● Items from a dataset
--- Start ---

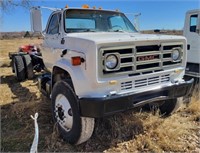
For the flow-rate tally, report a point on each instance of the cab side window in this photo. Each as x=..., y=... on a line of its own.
x=54, y=23
x=193, y=22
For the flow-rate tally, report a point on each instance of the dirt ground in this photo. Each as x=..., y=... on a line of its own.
x=132, y=131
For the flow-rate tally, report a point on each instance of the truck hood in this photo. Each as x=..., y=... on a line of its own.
x=109, y=37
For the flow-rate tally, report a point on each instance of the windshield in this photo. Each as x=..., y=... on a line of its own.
x=96, y=21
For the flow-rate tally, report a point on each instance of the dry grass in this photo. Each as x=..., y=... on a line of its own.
x=132, y=131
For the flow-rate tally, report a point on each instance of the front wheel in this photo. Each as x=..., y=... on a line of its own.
x=72, y=127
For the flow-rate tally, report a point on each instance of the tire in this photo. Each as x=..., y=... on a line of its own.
x=72, y=127
x=19, y=68
x=170, y=106
x=28, y=66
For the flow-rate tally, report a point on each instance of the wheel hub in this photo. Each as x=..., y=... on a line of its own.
x=63, y=112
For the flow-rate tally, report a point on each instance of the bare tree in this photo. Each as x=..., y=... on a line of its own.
x=6, y=5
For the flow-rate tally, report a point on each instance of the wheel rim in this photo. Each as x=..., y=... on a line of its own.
x=63, y=112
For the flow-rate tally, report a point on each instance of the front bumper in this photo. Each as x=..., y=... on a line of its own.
x=100, y=107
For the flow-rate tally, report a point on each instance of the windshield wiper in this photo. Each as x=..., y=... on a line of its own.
x=118, y=30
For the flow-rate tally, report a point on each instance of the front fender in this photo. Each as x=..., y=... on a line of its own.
x=77, y=74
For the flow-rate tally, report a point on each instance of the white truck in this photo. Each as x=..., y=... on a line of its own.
x=192, y=32
x=99, y=65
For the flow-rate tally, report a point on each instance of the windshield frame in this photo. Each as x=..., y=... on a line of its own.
x=128, y=23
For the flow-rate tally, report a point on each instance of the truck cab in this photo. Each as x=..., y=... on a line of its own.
x=99, y=65
x=192, y=32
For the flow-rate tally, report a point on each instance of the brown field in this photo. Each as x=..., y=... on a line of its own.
x=132, y=131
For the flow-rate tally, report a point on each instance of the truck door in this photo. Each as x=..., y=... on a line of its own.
x=52, y=41
x=191, y=32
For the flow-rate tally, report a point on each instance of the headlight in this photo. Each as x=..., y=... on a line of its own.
x=111, y=61
x=175, y=54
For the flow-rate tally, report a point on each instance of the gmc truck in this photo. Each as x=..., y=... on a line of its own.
x=192, y=32
x=99, y=65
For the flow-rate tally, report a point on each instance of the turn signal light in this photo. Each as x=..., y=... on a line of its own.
x=76, y=60
x=85, y=6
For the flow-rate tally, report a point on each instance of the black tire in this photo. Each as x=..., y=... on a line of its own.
x=170, y=106
x=72, y=127
x=19, y=68
x=28, y=66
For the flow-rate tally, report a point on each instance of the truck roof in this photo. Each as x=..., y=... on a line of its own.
x=93, y=9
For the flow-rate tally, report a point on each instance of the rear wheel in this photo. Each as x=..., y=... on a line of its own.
x=19, y=68
x=72, y=127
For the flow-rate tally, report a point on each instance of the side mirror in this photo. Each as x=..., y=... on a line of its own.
x=36, y=19
x=157, y=30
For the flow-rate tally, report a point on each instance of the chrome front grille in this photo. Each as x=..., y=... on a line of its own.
x=145, y=82
x=142, y=59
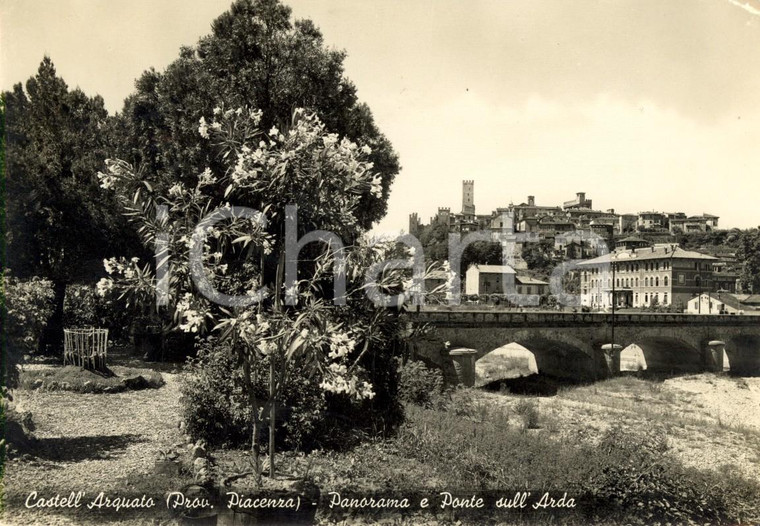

--- End ---

● EXERCISE DESCRIPTION
Copy all of the material above word for word, leaving out the pictures.

● RESPONSE
For the flow-rate tally, report a point on each instance of the cab side window in this photo. Each as x=..., y=... on a line of its own.
x=54, y=23
x=193, y=22
For the flow-rate tally, report a point on each instance of the dirt ground in this photo. Each as x=..., y=... on a line of its own.
x=132, y=131
For the flow-rate tally, report a point on each instance of the truck hood in this photo. Each as x=..., y=... on a line of its own.
x=109, y=37
For the flow-rate tally, report a point on each instance of the windshield in this photo. Each as x=..., y=... on a line of its own.
x=96, y=21
For the flow-rate tally, report a point on each instance of the dry grass in this photo. Each as x=..., y=... on a line of its own.
x=132, y=131
For the flow-rate tally, report a point on each instance of the front wheel in this photo. Each as x=..., y=... on a line of its own.
x=72, y=127
For the flow-rate tally, report a point on each instance of the tire in this photo. Each as x=..., y=... on a line of its own.
x=72, y=127
x=19, y=68
x=170, y=106
x=28, y=66
For the flow-rate tally, report a point on each instance of the wheel hub in this photo. Each as x=..., y=... on a line of its own.
x=63, y=112
For the flow-rate tally, report a point on each instance of the bare tree in this photo. Each as x=..., y=... on a line of its own.
x=6, y=5
For the flow-rate tally, report a point on each instance of the wheel rim in this photo. Each as x=..., y=... on a line of its own.
x=63, y=112
For the flow-rate tally, report a point on each instance of the front bumper in this photo. Each as x=..., y=... on a line of its own.
x=100, y=107
For the flow-rate tally, report a point on each instance of the windshield wiper in this photo. Each as x=..., y=... on a line of its own.
x=118, y=30
For the flow-rate tally, report a point on each instance of the front fender in this photo. Each as x=..., y=... on a line of its own.
x=77, y=74
For the flow-rate tally, report a point on each instance of the white truck in this photo. Each as x=..., y=... on a line of its own.
x=192, y=32
x=99, y=65
For the flow-rate tally, report a point on each instance of the windshield frame in this photo. Each as x=..., y=... on a line of its own.
x=128, y=23
For the flow-rate tally, report a point on each instance of the truck cab in this photo. Each as x=..., y=... on a line of its own.
x=99, y=65
x=192, y=32
For the flow-rate tally, report a point on each instance of the brown field in this photo. Each as x=..., y=... on a line of its own.
x=132, y=131
For the flow-rate tally, report a point on each instance of the truck door in this photo. Each as x=..., y=... on a line of its own.
x=52, y=41
x=191, y=32
For the flow-rate tally, report a point on each instance of the headlight in this photo. Each as x=..., y=... on a line of its own.
x=111, y=61
x=175, y=54
For the flow-rate tally, report a point on each instance of the gmc truck in this photo. Each as x=..., y=... on a line of its own.
x=192, y=32
x=99, y=65
For the flow-rate tally, report a point on each instance of the turn signal light in this photo. Each as x=..., y=... on a line of its own.
x=76, y=60
x=85, y=6
For the flow-rate tally, report a point on each instance of the black tire in this photo. Each as x=..., y=... on a line of its own.
x=170, y=106
x=72, y=127
x=19, y=68
x=28, y=66
For the flow-rate tally, report a point on each instance of the truck roof in this photo. Each as x=..., y=... on a line of its own.
x=93, y=9
For the flow-rate tally, report a point on each instance of the rear wheel in this photo. Each as x=..., y=... on a line of its own.
x=19, y=68
x=72, y=127
For the flow-rate tally, report a point on each instance of the side mirror in this photo. Each as x=..., y=... on a line of its own.
x=36, y=19
x=157, y=30
For the flow-rate tally, report a point on each instance of the chrome front grille in this photo. Each as x=..., y=... on a line of its own.
x=145, y=82
x=142, y=59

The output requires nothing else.